## EXERCISE DETAILS
Copy each of the rows below word for word, keeping every one of them.
:: GIVEN RECORDS ::
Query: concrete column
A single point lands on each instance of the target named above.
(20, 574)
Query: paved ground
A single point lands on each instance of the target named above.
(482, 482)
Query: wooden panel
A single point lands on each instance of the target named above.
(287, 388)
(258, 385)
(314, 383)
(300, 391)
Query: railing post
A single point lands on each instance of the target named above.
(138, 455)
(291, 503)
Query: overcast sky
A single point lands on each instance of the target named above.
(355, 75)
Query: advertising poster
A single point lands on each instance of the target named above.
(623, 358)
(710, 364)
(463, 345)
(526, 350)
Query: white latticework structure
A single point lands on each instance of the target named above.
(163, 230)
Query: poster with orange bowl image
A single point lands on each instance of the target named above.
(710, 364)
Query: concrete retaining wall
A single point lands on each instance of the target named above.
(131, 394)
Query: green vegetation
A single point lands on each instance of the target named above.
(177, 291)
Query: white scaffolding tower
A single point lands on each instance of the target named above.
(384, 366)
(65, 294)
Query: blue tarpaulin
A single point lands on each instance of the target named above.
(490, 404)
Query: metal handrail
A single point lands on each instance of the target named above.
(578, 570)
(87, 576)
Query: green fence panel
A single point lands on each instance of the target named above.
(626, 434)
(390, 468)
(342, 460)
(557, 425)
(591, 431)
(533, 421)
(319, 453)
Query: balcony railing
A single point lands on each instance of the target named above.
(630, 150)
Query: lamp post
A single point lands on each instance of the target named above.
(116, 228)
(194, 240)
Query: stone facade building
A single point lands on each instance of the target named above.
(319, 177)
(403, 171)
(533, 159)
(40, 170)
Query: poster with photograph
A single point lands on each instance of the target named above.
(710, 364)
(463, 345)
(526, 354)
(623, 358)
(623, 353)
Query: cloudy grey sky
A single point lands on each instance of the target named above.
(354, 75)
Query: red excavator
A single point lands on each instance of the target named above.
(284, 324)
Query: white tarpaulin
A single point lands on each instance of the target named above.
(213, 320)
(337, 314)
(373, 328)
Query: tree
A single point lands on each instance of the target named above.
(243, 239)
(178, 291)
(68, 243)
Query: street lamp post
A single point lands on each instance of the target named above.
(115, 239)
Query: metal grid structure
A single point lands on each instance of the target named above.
:::
## WRITTEN ANSWER
Query: concrete column
A single point lands on each instance of the target named above.
(20, 574)
Query: paved ground
A single point lands on each instance of the target named above.
(482, 482)
Query: wooden panel
A single point lands on each instance of the target named above.
(287, 388)
(258, 385)
(314, 383)
(300, 391)
Query: railing post
A single point lands on each instance of the target named above.
(138, 455)
(291, 503)
Query: overcast sky
A single point lands on each instance of the target named above.
(355, 75)
Query: advertising poster
A single point lands on each instance of the target named above.
(623, 358)
(710, 364)
(463, 345)
(526, 350)
Query: white latticework structure
A single point lands on each instance of the target named above.
(163, 230)
Query: poster with orange bowl image
A single point lands on each instance of the target named above.
(710, 364)
Query: concrete retaining wall
A single point lands on each instance of the target named above.
(131, 394)
Query: green vegetation
A single point lands on each instance of the target named above.
(177, 291)
Query: white scaffolding tower
A single point lands on each instance of the target named above.
(384, 366)
(65, 294)
Query: blue tarpaulin
A single point lands on each instance of the target named above.
(490, 404)
Query: metal handrail
A single point lands on each instance of the target named above.
(578, 570)
(87, 576)
Query: green fence panel
A single point lands on each instance of the target named above.
(626, 434)
(390, 468)
(342, 460)
(557, 425)
(591, 431)
(533, 421)
(319, 453)
Query: balcony railing
A single point lands on each instance of the target named above.
(630, 150)
Query: lamp post
A single point lands on each instance of the target named above.
(116, 228)
(194, 240)
Query: stone facade building
A single point lands on each instance of the target named above.
(319, 177)
(403, 171)
(533, 159)
(40, 170)
Query: poster with photograph
A single point lands on each instance of the target named above.
(710, 364)
(463, 345)
(526, 354)
(623, 358)
(623, 353)
Query: cloudy grey sky
A single point lands on each instance of the target named above.
(354, 75)
Query: red excavator
A single point lands on each instance of the target named above.
(284, 324)
Query: white tarpaulin
A single point lands on each instance of the target named above.
(213, 320)
(337, 314)
(373, 328)
Query: tree
A single point lands on each instance of the target named above.
(243, 239)
(178, 291)
(68, 243)
Query: street lamp post
A single point lands on each instance of the target named above.
(115, 239)
Query: metal grid structure
A single point lands on each instance of the target named above.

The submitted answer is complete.